> Challenges
**a)** Copy the passage of the data modeling page starting at "The shape and" and ending at "infrastructure to scale.".
**b)** Please answer these questions from the data modeling page, marking each answer to match:
(i) When does the Qlik Sense in-memory engine load your data?
(ii) What does section access in a shared app provide?
(iii) What three things does a template application define?
**c)** Summarize the data modeling page in two sentences.

---
source: https://qlik.dev/manage/oem/solution-architecture/data-modeling/
last_updated: 2026-05-27T18:16:42+01:00
---

# Data modeling

Data modeling is the foundation of the consumer analytics experience served by your Qlik Cloud deployment. Unlike
traditional SQL-based platforms that require
complex query optimization, Qlik Cloud's associative model simplifies data relationships while providing superior
performance and flexibility for consumers.

## Why data modeling matters

The Qlik Sense in-memory engine loads your data at reload time and holds it resident in memory.
The shape and size of that in-memory model determines whether your apps reload within time and
memory limits, how fast charts respond to user selections, and how soon users
can interact with the apps from a cold start. A well-structured model does more with less: it loads fast,
stays within
subscription tier limits, and responds consistently regardless of user load - without any
database infrastructure to scale.

In an OEM context, data modeling decisions also govern security. Whether you isolate each
customer's data in a separate app or separate it within a shared app using section access
determines both the security boundary and the customization options you can offer. A separate
app per customer provides complete data isolation enforced at the infrastructure level; section
access in a shared app provides row-level data filtering but all customers share the same
application structure, making it difficult to offer self-service analytics
creation for all end users.

## Data modeling approaches

### Template-based per-customer models (recommended)

A template application defines the base load script, data model, and visualizations. Automated
deployment creates a customer-specific instance from that template and populates it with the
customer's actual data at reload time. Each customer's app is fully isolated: separate data,
separate in-memory state, separate space.

This is the standard pattern for OEM deployments because it provides complete data isolation
without relying on row-level filtering, supports per-customer customization (different regions,
different feature sets, different data sources), and meets standard compliance requirements. It
also simplifies operations: you monitor, audit, and roll out changes to customers independently.

Named object pointing rows

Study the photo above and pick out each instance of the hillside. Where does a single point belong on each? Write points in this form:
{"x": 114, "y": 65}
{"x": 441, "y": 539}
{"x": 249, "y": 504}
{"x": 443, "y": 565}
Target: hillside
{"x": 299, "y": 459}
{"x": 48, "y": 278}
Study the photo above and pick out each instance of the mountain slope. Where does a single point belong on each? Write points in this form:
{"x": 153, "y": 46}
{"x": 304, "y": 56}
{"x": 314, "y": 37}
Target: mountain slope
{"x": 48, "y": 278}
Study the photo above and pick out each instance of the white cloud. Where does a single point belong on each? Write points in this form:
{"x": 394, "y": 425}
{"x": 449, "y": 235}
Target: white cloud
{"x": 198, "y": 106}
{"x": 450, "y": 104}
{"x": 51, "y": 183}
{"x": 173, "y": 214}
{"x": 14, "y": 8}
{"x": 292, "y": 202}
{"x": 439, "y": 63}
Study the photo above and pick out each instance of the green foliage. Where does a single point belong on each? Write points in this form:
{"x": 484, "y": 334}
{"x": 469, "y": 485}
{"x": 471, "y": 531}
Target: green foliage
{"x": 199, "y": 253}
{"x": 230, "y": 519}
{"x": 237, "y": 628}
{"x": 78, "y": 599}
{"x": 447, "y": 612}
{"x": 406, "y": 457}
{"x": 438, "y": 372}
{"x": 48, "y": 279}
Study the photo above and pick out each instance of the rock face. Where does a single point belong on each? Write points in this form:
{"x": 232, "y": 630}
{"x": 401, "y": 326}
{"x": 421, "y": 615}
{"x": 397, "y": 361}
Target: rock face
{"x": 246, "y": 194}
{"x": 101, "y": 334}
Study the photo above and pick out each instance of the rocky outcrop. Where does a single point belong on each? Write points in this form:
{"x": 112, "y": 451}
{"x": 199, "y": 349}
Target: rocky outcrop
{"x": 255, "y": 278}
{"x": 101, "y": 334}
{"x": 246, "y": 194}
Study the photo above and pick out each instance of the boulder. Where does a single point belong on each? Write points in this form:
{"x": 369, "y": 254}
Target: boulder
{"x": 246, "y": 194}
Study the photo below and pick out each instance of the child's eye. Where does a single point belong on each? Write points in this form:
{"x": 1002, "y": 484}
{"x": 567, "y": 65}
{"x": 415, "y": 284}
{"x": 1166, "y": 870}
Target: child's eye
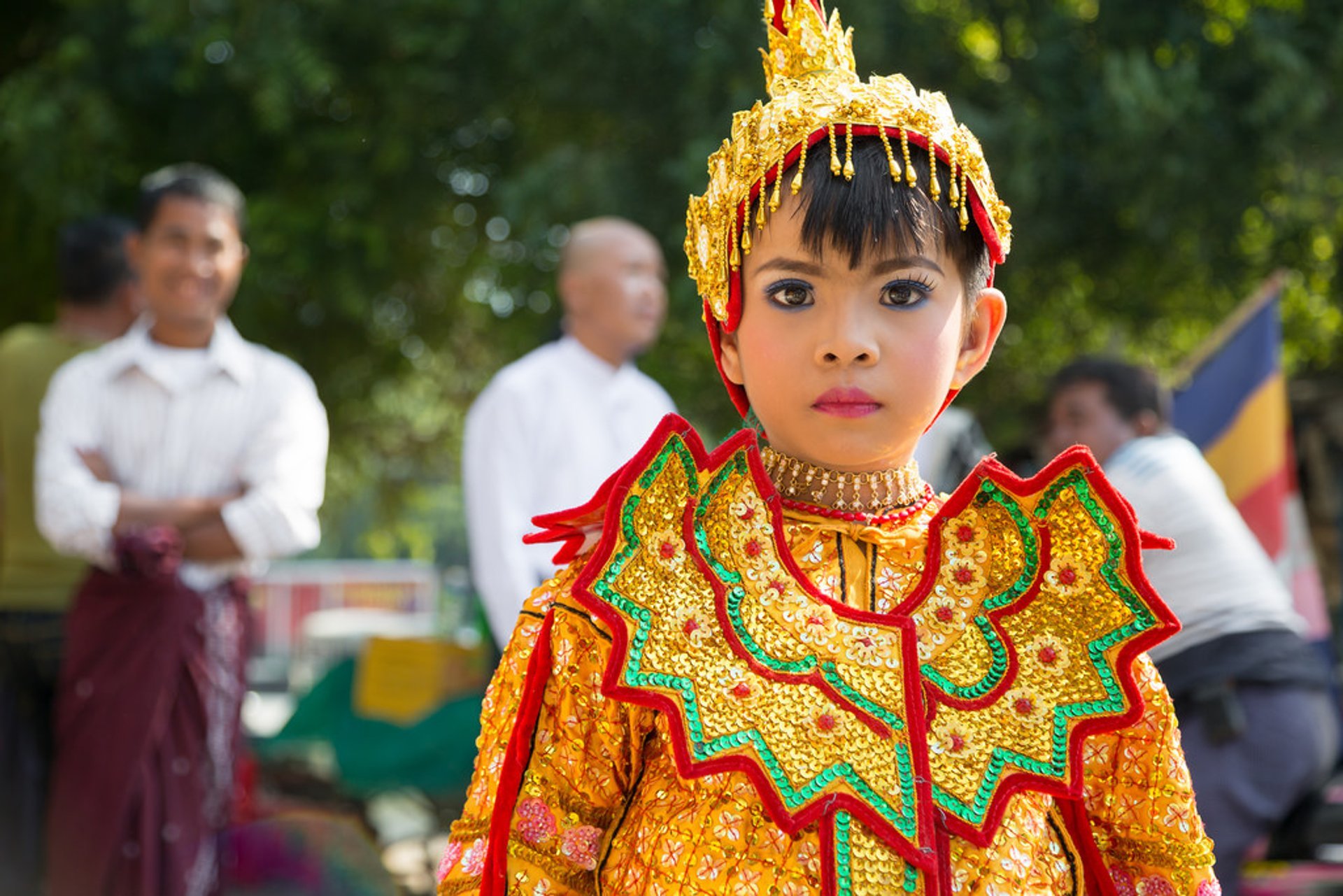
{"x": 906, "y": 293}
{"x": 789, "y": 293}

> Task-by-task results
**a)**
The shape and size of that in-memory model determines whether your apps reload within time and
memory limits, how fast charts respond to user selections, and how soon users
can interact with the apps from a cold start. A well-structured model does more with less: it loads fast,
stays within
subscription tier limits, and responds consistently regardless of user load - without any
database infrastructure to scale.

**b)**
(i) At reload time.
(ii) Row-level data filtering.
(iii) The base load script, data model, and visualizations.

**c)** Data modeling is the foundation of the consumer analytics experience in a Qlik Cloud deployment. The shape and size of the in-memory model determine whether apps reload within time and memory limits and how fast charts respond, and in an OEM context modeling decisions also govern security, with template-based per-customer models recommended because each customer's app is fully isolated.